PASSAGE FOURNI:
++++++++

La plupart des gouvernements du monde entier ont reconnu qu’ils ne pouvaient plus ignorer le changement climatique et les autres dommages environnementaux. Mais ignorer l’énorme écart de niveau de vie entre le Nord et le Sud est également devenu insoutenable.

Grâce aux progrès des technologies de communication et de l’accès aux médias sociaux, les pauvres d’aujourd’hui sont parfaitement conscients des grandes différences entre leur vie et celle des personnes vivant dans les pays riches. Tant que ces différences subsisteront, ils continueront à pousser vers le nord à la recherche d’un avenir meilleur. Aucune frontière, aucun mur et aucune mer ne les retiendra là où ils sont. La crise de l’immigration en cours à la frontière sud des Etats-Unis et le drame continu sur les mers autour de la Grèce et de l’Italie l’ont clairement montré.

Mais la quête d’une vie meilleure n’est que le côté offre de l’équation. Du côté de la demande, les pénuries sur le marché du travail ont créé une forte incitation à faire venir des personnes dans les économies avancées pour faire le travail que les autochtones ne font plus. En l’absence de politiques d’immigration mûrement réfléchies pouvant satisfaire ce besoin, des passeurs téméraires ont comblé le vide.

Les pénuries de main-d’œuvre dans les économies avancées ne sont pas un phénomène temporaire ou à court terme. Aux Etats-Unis, une étude récente de la Brookings Institution fait état d’un manque de 2,4 millions de travailleurs en décembre 2022, par rapport à la moyenne sur 12 mois se terminant en février 2020. La majeure partie de cette baisse se serait produite sans la pandémie, en raison des changements d’âge et l’éducation de la population. Mais il y a également eu une baisse du nombre moyen d’heures hebdomadaires travaillées, ce qui a entraîné une pénurie supplémentaire de main-d’œuvre équivalant à 2,4 millions de personnes supplémentaires.

Cette réduction des heures de travail ne peut être attribuée uniquement au Covid-19 ou à la peur du long Covid. Bien que ses causes ne soient pas encore entièrement comprises, une réévaluation de l’équilibre travail-vie personnelle semble une hypothèse plausible. Quoi qu’il en soit, l’essentiel est que les pénuries de main-d’œuvre subies au lendemain de la pandémie devraient persister, tant aux Etats-Unis qu’en Europe, où la faible fécondité et le vieillissement des populations présentent des défis démographiques similaires.

Bien que les progrès de l’automatisation, de la robotique et de l’intelligence artificielle puissent atténuer certains problèmes d’offre de main-d’œuvre, tous les emplois ne peuvent pas être remplacés par un robot ou un service généré par ordinateur. Bon nombre des emplois qui restent en demande se trouvent dans des secteurs comme la construction, l’entretien ménager, les soins de santé et l’hôtellerie, où le travail n’est généralement pas agréable ou glamour.

Si les Américains et les Européens ne sont pas disposés à occuper ces postes, il est logique de les proposer à des immigrés motivés et travailleurs. Il ne s’agit pas de fournir une aide humanitaire; il s’agit simplement d’une politique économique saine, surtout à un moment où les hausses répétées des taux d’intérêt par les banques centrales n’ont pas encore résolu l’un des principaux contributeurs à l’inflation : les marchés du travail tendus.

++++++++

LISTE DES ENREGISTREMENTS:
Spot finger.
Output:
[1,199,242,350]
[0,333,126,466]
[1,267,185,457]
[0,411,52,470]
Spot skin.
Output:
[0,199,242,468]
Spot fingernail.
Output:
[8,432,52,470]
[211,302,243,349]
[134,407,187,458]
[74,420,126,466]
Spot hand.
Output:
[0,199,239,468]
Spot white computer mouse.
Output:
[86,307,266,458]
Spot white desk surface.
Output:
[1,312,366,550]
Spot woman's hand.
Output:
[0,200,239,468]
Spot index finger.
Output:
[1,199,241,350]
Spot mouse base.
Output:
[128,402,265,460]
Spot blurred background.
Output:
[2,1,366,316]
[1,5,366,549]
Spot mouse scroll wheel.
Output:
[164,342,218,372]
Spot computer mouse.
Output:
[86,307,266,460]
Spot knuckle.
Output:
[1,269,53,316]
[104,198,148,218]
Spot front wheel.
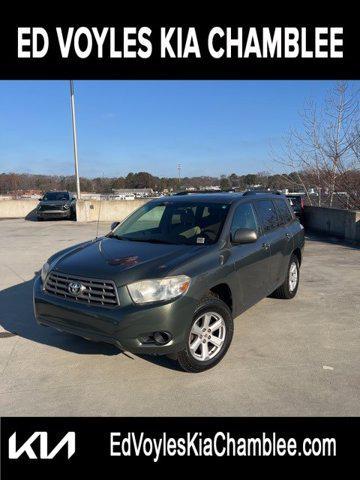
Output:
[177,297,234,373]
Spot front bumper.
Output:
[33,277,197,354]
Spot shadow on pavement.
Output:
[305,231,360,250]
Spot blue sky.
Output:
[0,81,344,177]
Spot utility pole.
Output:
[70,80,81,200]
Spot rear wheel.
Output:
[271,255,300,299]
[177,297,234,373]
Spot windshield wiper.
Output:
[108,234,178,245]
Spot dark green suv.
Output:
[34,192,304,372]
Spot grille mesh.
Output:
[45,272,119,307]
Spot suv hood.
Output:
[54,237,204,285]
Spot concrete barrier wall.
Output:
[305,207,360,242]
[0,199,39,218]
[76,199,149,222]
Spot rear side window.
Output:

++++++++

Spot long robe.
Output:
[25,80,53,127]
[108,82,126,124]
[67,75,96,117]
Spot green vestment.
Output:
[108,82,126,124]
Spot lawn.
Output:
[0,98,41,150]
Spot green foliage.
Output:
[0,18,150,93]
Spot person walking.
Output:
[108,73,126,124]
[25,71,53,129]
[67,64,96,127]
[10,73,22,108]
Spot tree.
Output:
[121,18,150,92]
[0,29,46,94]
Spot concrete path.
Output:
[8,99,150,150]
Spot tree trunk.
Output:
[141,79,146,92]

++++++++

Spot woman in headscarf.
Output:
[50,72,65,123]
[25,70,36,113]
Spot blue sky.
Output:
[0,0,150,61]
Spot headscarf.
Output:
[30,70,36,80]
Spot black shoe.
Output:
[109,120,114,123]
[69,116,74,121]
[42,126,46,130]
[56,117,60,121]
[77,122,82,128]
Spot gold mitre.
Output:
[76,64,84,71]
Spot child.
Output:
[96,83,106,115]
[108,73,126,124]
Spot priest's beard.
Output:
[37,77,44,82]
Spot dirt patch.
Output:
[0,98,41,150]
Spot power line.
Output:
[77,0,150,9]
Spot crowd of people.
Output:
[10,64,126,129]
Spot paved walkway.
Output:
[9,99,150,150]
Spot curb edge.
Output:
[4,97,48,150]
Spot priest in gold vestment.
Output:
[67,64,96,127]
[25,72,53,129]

++++++++

CONSIGNES DE L'EXERCICE:
1) Réécrivez le passage en commençant par « La plupart des » et en poursuivant jusqu'à « également devenu insoutenable. », en remplaçant « gouvernements » par « États ».
2) Répondez aux questions suivantes à partir du passage.
(a) Selon l'étude de la Brookings Institution, combien de travailleurs manquait-il aux États-Unis en décembre 2022 ?
(b) Dans quels secteurs se trouvent bon nombre des emplois qui restent en demande ?
(c) Autour de quels pays le passage situe-t-il le drame continu sur les mers ?
Les enregistrements n'ont aucun rôle dans cet exercice.

EXERCICE CORRIGÉ:
1)
La plupart des États du monde entier ont reconnu qu’ils ne pouvaient plus ignorer le changement climatique et les autres dommages environnementaux. Mais ignorer l’énorme écart de niveau de vie entre le Nord et le Sud est également devenu insoutenable.

2)
(a) Il manquait 2,4 millions de travailleurs par rapport à la moyenne sur 12 mois se terminant en février 2020.
(b) Ces emplois se trouvent dans la construction, l'entretien ménager, les soins de santé et l'hôtellerie.
(c) Le drame se déroule sur les mers autour de la Grèce et de l'Italie.